Whatever the proper name for these people, whatever their motives, origins, and destinations, whatever their impact on the societies which they abandon and to which they come may amount to—one thing is absolutely clear: they make it very difficult to talk about the plight of the writer in exile with a straight face.

Yet talk we must; and not only because literature, like poverty, is known for taking care of its own kind, but more because of the ancient and perhaps as yet unfounded belief that should the masters of this world be better read, the mismanagement and grief that make millions take to the road could be somewhat reduced. Since there is not much on which to rest our hopes for a better world, since everything else seems to fail one way or another, we must somehow maintain that literature is the only form of moral insurance a society has; that it is the permanent antidote to the dog-eat-dog principle; that it provides the best argument against any sort of bulldozer-type mass solution—if only because human diversity is literature’s lock and stock, as well as its raison d’être.

We must talk because we must insist that literature is the greatest—surely greater than any creed—teacher of human subtlety, and that by interfering with literature’s natural existence and with people’s ability to learn literature’s lessons, a society reduces its own potential, slows down the pace of its evolution, ultimately, perhaps, puts its own fabric in peril. If this means that we must talk about ourselves, so much the better: not for ourselves but perhaps for literature.

____

What this task involves: Reproduce the stretch of the passage on literature and exile from "We must talk because" through "perhaps for literature.".

Extracted records:
____

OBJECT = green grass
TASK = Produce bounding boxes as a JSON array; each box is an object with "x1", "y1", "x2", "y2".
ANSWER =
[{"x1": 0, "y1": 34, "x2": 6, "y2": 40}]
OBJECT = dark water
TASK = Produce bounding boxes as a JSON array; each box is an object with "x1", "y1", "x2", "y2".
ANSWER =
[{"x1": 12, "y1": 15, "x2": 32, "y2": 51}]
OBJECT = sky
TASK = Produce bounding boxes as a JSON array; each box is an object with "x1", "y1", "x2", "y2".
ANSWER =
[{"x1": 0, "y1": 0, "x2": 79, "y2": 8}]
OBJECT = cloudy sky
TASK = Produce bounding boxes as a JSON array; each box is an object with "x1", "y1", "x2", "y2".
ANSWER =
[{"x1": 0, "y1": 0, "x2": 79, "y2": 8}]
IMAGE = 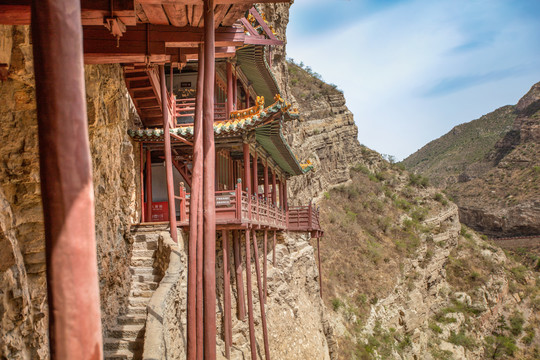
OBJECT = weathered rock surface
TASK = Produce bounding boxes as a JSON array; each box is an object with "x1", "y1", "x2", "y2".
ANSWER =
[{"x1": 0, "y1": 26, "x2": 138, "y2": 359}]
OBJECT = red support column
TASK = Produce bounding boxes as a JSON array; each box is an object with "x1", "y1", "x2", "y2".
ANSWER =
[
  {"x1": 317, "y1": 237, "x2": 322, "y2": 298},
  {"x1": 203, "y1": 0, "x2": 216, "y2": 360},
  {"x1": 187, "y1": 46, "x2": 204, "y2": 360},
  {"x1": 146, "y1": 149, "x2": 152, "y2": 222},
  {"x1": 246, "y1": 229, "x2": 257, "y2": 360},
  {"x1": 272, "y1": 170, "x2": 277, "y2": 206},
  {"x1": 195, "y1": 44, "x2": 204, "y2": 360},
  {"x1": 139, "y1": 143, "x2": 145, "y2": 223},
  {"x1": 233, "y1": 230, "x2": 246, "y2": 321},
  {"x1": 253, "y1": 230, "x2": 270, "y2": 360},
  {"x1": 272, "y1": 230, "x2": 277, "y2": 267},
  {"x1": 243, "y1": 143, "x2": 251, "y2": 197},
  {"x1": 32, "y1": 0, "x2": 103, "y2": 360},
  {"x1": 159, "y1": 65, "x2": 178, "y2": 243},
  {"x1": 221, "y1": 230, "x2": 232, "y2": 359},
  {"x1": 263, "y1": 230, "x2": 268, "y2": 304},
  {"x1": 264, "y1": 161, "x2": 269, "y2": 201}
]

____

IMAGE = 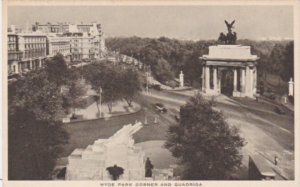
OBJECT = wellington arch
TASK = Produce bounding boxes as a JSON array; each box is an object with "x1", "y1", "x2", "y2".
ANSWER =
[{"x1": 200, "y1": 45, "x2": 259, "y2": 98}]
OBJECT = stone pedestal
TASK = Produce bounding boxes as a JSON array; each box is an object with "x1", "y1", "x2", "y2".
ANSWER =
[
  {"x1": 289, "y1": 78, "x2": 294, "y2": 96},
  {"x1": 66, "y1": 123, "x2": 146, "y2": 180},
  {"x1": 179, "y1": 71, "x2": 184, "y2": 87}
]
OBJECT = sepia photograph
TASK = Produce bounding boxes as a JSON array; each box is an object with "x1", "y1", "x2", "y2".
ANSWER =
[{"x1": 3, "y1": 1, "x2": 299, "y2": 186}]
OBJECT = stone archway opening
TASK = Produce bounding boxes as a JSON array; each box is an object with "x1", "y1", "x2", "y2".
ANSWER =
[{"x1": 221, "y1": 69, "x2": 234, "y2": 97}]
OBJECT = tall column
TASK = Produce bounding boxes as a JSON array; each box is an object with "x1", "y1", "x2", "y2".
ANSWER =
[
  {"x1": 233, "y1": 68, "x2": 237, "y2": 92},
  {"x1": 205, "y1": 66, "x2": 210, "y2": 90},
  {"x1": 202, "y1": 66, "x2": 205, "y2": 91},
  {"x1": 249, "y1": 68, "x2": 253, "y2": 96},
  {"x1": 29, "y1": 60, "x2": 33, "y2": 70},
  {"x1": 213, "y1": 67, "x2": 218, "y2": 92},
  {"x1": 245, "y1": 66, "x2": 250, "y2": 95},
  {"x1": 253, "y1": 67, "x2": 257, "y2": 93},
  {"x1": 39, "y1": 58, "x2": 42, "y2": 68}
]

____

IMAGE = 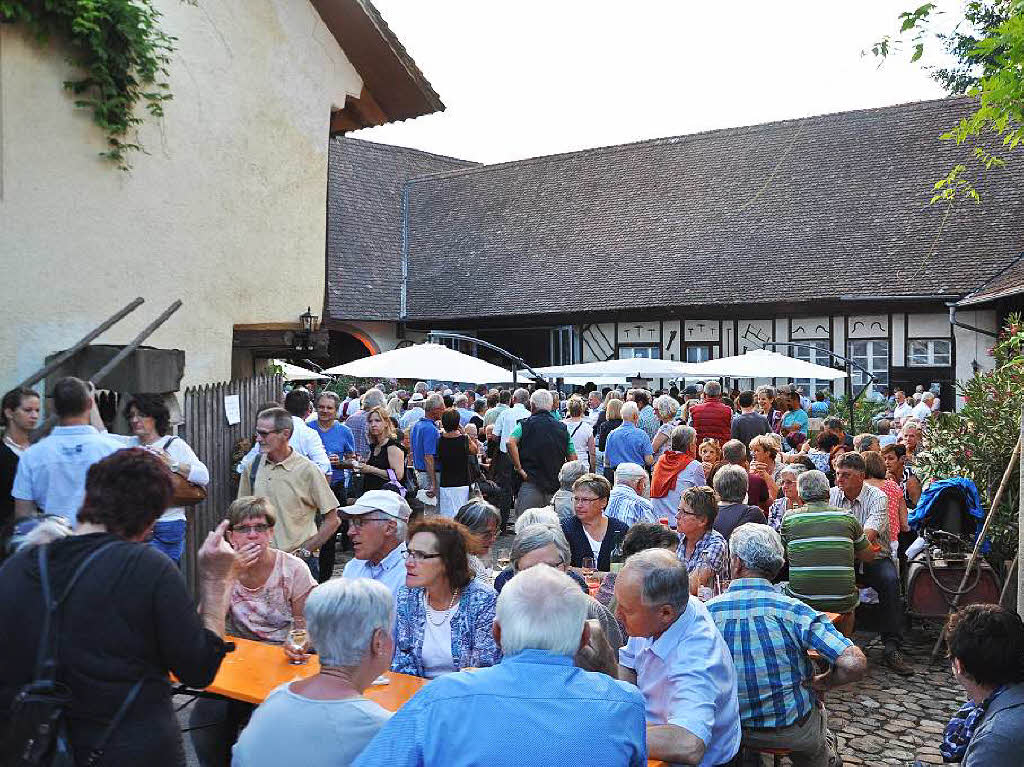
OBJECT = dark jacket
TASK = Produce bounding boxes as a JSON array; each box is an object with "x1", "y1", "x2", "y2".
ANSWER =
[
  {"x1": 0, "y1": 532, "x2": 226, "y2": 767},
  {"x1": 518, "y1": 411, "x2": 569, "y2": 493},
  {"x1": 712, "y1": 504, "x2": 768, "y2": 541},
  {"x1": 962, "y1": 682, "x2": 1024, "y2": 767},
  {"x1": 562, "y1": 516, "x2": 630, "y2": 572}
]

____

Complete answer:
We must talk because we must insist that literature is the greatest—surely greater than any creed—teacher of human subtlety, and that by interfering with literature’s natural existence and with people’s ability to learn literature’s lessons, a society reduces its own potential, slows down the pace of its evolution, ultimately, perhaps, puts its own fabric in peril. If this means that we must talk about ourselves, so much the better: not for ourselves but perhaps for literature.